**Task objective**.
Return the whole listing, keeping every character the same.

[start Data supplied]

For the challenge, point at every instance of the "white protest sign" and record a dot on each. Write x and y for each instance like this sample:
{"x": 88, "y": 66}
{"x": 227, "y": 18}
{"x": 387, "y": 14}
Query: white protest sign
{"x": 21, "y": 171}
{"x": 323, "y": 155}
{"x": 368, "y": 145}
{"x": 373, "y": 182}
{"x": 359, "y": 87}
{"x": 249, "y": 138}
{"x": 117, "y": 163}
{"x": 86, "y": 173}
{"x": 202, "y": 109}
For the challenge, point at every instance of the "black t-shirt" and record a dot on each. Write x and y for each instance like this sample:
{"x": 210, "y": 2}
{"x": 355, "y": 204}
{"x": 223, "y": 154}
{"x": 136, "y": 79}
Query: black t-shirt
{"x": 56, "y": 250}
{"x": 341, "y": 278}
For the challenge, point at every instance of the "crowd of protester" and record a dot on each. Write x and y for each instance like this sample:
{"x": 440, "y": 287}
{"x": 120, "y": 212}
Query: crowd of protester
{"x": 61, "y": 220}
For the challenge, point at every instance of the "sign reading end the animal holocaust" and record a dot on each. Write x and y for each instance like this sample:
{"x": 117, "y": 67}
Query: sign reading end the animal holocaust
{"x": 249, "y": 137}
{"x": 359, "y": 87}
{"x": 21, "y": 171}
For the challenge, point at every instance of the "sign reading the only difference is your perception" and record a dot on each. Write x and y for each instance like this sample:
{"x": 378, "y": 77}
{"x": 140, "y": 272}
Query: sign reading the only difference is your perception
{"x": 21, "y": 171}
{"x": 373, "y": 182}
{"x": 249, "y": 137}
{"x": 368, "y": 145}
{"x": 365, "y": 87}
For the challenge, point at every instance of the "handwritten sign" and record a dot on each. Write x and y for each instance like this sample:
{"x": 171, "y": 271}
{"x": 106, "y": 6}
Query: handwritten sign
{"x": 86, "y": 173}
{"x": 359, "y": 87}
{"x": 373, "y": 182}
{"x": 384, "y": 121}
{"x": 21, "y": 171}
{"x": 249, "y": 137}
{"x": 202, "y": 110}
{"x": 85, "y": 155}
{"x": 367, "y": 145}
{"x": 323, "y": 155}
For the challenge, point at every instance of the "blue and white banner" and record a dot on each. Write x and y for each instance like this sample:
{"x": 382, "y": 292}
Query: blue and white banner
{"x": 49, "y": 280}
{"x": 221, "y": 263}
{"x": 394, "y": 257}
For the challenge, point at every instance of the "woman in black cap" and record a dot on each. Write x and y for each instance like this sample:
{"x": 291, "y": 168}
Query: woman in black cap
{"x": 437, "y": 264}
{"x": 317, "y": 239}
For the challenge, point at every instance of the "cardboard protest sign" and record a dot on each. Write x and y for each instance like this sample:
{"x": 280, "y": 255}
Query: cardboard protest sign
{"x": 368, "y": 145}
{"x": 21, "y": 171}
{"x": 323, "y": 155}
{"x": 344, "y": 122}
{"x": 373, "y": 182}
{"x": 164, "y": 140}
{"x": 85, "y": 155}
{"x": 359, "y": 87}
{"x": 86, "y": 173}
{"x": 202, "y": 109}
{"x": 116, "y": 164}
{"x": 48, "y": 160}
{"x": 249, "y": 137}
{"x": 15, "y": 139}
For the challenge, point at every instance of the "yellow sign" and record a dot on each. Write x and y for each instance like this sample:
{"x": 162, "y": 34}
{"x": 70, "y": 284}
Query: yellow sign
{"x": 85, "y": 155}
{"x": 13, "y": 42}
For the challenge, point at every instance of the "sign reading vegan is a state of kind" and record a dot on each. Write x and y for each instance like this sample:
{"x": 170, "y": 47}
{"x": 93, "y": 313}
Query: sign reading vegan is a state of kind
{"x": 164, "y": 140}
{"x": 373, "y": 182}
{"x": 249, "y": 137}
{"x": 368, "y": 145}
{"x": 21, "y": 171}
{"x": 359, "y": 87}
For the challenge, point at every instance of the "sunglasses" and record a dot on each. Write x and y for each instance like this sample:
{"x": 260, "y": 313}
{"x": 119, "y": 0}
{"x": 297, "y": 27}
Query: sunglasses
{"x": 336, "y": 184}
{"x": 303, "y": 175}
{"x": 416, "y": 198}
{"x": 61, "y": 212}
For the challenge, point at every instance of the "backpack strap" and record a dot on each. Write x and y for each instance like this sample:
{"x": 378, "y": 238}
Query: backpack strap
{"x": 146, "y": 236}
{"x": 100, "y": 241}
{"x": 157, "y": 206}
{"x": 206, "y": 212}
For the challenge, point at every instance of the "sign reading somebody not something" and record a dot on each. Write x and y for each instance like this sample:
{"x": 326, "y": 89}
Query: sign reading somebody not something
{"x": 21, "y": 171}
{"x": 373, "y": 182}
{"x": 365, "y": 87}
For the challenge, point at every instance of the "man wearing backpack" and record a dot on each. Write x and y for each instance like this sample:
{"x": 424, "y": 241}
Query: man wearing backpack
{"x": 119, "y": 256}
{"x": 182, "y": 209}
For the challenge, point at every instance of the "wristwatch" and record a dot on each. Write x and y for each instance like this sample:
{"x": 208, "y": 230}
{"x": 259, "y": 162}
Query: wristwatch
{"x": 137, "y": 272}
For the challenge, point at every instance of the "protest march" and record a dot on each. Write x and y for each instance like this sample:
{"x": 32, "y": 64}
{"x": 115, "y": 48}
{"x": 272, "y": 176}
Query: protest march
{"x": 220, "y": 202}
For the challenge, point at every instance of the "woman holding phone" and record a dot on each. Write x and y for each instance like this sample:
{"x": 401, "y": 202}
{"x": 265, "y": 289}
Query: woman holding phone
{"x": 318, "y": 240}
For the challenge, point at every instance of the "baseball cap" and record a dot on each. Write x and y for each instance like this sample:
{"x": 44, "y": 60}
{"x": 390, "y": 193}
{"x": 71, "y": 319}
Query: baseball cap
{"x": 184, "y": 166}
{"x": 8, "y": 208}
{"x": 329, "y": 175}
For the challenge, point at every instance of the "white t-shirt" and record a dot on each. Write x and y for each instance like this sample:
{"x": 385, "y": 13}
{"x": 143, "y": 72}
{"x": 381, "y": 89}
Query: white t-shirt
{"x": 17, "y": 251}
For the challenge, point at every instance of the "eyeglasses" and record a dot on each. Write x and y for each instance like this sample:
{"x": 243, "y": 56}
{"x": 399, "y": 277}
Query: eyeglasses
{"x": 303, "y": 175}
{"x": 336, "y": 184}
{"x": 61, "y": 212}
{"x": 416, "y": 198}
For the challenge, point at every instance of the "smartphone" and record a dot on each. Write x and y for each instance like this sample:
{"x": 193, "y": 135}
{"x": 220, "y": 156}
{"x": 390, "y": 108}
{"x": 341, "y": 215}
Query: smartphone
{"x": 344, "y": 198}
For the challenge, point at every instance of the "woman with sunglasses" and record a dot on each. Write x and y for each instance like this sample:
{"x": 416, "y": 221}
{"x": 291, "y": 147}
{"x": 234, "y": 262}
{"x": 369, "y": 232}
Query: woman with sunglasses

[end Data supplied]

**Solution to the problem**.
For the challenge, point at every instance of the "white protest sign" and record a dot on each. Write x and y for each instance like this sample:
{"x": 88, "y": 66}
{"x": 227, "y": 18}
{"x": 387, "y": 14}
Query: white protest sign
{"x": 21, "y": 171}
{"x": 323, "y": 155}
{"x": 368, "y": 145}
{"x": 373, "y": 182}
{"x": 359, "y": 87}
{"x": 249, "y": 138}
{"x": 117, "y": 163}
{"x": 86, "y": 173}
{"x": 202, "y": 109}
For the challenge, point at every instance of the "black t-shirt" and record a dot on each. Write x and y for each instance like this sample:
{"x": 210, "y": 2}
{"x": 355, "y": 204}
{"x": 223, "y": 154}
{"x": 136, "y": 79}
Query: black t-shirt
{"x": 56, "y": 250}
{"x": 341, "y": 278}
For the challenge, point at every instance of the "crowd of protester" and record a dot on each. Write x and y for each instance like this sample:
{"x": 440, "y": 287}
{"x": 120, "y": 212}
Query: crowd of protester
{"x": 61, "y": 220}
For the challenge, point at every instance of the "sign reading end the animal holocaust" and record a dot on each. Write x and y for each instance like this sample:
{"x": 117, "y": 67}
Query: sign reading end the animal holocaust
{"x": 249, "y": 137}
{"x": 359, "y": 87}
{"x": 21, "y": 171}
For the challenge, point at every instance of the "sign reading the only difference is your perception" and record a dot on each. Write x and y for each instance like this sample:
{"x": 378, "y": 77}
{"x": 140, "y": 272}
Query: sign reading the only difference is your perception
{"x": 21, "y": 171}
{"x": 373, "y": 182}
{"x": 249, "y": 137}
{"x": 368, "y": 145}
{"x": 365, "y": 87}
For the challenge, point at every instance of the "handwritten sign" and record a dot on each. Write x and y for each instance like this sample:
{"x": 171, "y": 271}
{"x": 106, "y": 6}
Query: handwritten sign
{"x": 86, "y": 173}
{"x": 359, "y": 87}
{"x": 373, "y": 182}
{"x": 384, "y": 121}
{"x": 21, "y": 171}
{"x": 249, "y": 137}
{"x": 202, "y": 110}
{"x": 85, "y": 155}
{"x": 367, "y": 145}
{"x": 323, "y": 155}
For the challenge, point at every instance of the "blue and white banner" and record a dot on each. Write x and y for each instance like this sample:
{"x": 382, "y": 292}
Query: blue and white banner
{"x": 49, "y": 280}
{"x": 221, "y": 263}
{"x": 394, "y": 257}
For the challenge, point at every instance of the "woman in black cap" and record a dot on each. Write x and y for each instance like this sample:
{"x": 291, "y": 168}
Query: woman in black cap
{"x": 437, "y": 264}
{"x": 317, "y": 239}
For the challenge, point at every instance of the "cardboard protest sign" and record a dot on each. Write x and y for each instance like this sample:
{"x": 280, "y": 255}
Query: cardboard protest sign
{"x": 368, "y": 145}
{"x": 21, "y": 171}
{"x": 323, "y": 155}
{"x": 344, "y": 122}
{"x": 373, "y": 182}
{"x": 164, "y": 140}
{"x": 85, "y": 155}
{"x": 359, "y": 87}
{"x": 86, "y": 173}
{"x": 202, "y": 109}
{"x": 116, "y": 164}
{"x": 48, "y": 160}
{"x": 249, "y": 137}
{"x": 15, "y": 139}
For the challenge, point at every instance of the "yellow sign" and record a dot on each. Write x and y for each instance like this sample:
{"x": 162, "y": 34}
{"x": 70, "y": 284}
Query: yellow sign
{"x": 85, "y": 155}
{"x": 13, "y": 42}
For the challenge, point at every instance of the "sign reading vegan is a state of kind" and record a dot on each. Write x and y for each instance like this sample:
{"x": 170, "y": 47}
{"x": 93, "y": 313}
Query: sign reading vegan is a state of kind
{"x": 164, "y": 140}
{"x": 373, "y": 182}
{"x": 249, "y": 137}
{"x": 368, "y": 145}
{"x": 21, "y": 171}
{"x": 359, "y": 87}
For the challenge, point at every instance of the "sunglasses" and record a dot on each. Write x and y for each instance like this sample:
{"x": 260, "y": 313}
{"x": 119, "y": 0}
{"x": 297, "y": 27}
Query: sunglasses
{"x": 336, "y": 184}
{"x": 303, "y": 175}
{"x": 416, "y": 198}
{"x": 61, "y": 212}
For the challenge, point at every instance of the "backpack strap" and record a dot on each. Write x and y for each instance like this sample:
{"x": 378, "y": 238}
Query: backpack strap
{"x": 146, "y": 236}
{"x": 100, "y": 241}
{"x": 157, "y": 206}
{"x": 206, "y": 212}
For the challenge, point at every instance of the "sign reading somebody not something" and record a dot on each. Write x and y for each instance like this sample:
{"x": 326, "y": 89}
Query: sign reading somebody not something
{"x": 21, "y": 171}
{"x": 373, "y": 182}
{"x": 365, "y": 87}
For the challenge, point at every instance of the "man wearing backpack" and record a dot on each. Write x and y for each instance like this sample:
{"x": 424, "y": 241}
Query: man wearing backpack
{"x": 119, "y": 256}
{"x": 182, "y": 209}
For the challenge, point at every instance of the "wristwatch" and record a dot on each. Write x and y for each instance like this sample:
{"x": 208, "y": 230}
{"x": 259, "y": 162}
Query: wristwatch
{"x": 137, "y": 272}
For the challenge, point at every instance of the "protest march" and record a dot on each. Write x and y for each instance like this sample:
{"x": 32, "y": 64}
{"x": 115, "y": 48}
{"x": 272, "y": 176}
Query: protest march
{"x": 220, "y": 202}
For the challenge, point at every instance of the "woman holding phone" and record a dot on each. Write x and y for each instance like this sample:
{"x": 401, "y": 202}
{"x": 265, "y": 289}
Query: woman holding phone
{"x": 318, "y": 240}
For the challenge, point at every instance of the "baseball cap" and record a dot on each. Write x and y for each instance like this sample:
{"x": 44, "y": 60}
{"x": 390, "y": 193}
{"x": 71, "y": 319}
Query: baseball cap
{"x": 184, "y": 166}
{"x": 8, "y": 208}
{"x": 329, "y": 175}
For the challenge, point at every instance of the "white t-shirt" and record a dot on each. Write x and y for each instance like this sample:
{"x": 385, "y": 13}
{"x": 143, "y": 72}
{"x": 381, "y": 89}
Query: white t-shirt
{"x": 17, "y": 251}
For the challenge, point at every instance of the "eyeglasses" and record a dot on each. Write x and y for each instance like this sample:
{"x": 243, "y": 56}
{"x": 399, "y": 277}
Query: eyeglasses
{"x": 303, "y": 175}
{"x": 336, "y": 184}
{"x": 61, "y": 212}
{"x": 416, "y": 198}
For the challenge, point at every instance of the "smartphone" and record a dot on each. Write x and y for each instance like this sample:
{"x": 193, "y": 135}
{"x": 220, "y": 156}
{"x": 390, "y": 108}
{"x": 341, "y": 215}
Query: smartphone
{"x": 344, "y": 198}
For the challenge, point at every instance of the "woman with sunglasses" and record a dot on each. Write x and y for each instance like this sample:
{"x": 416, "y": 221}
{"x": 291, "y": 147}
{"x": 234, "y": 262}
{"x": 369, "y": 232}
Query: woman with sunglasses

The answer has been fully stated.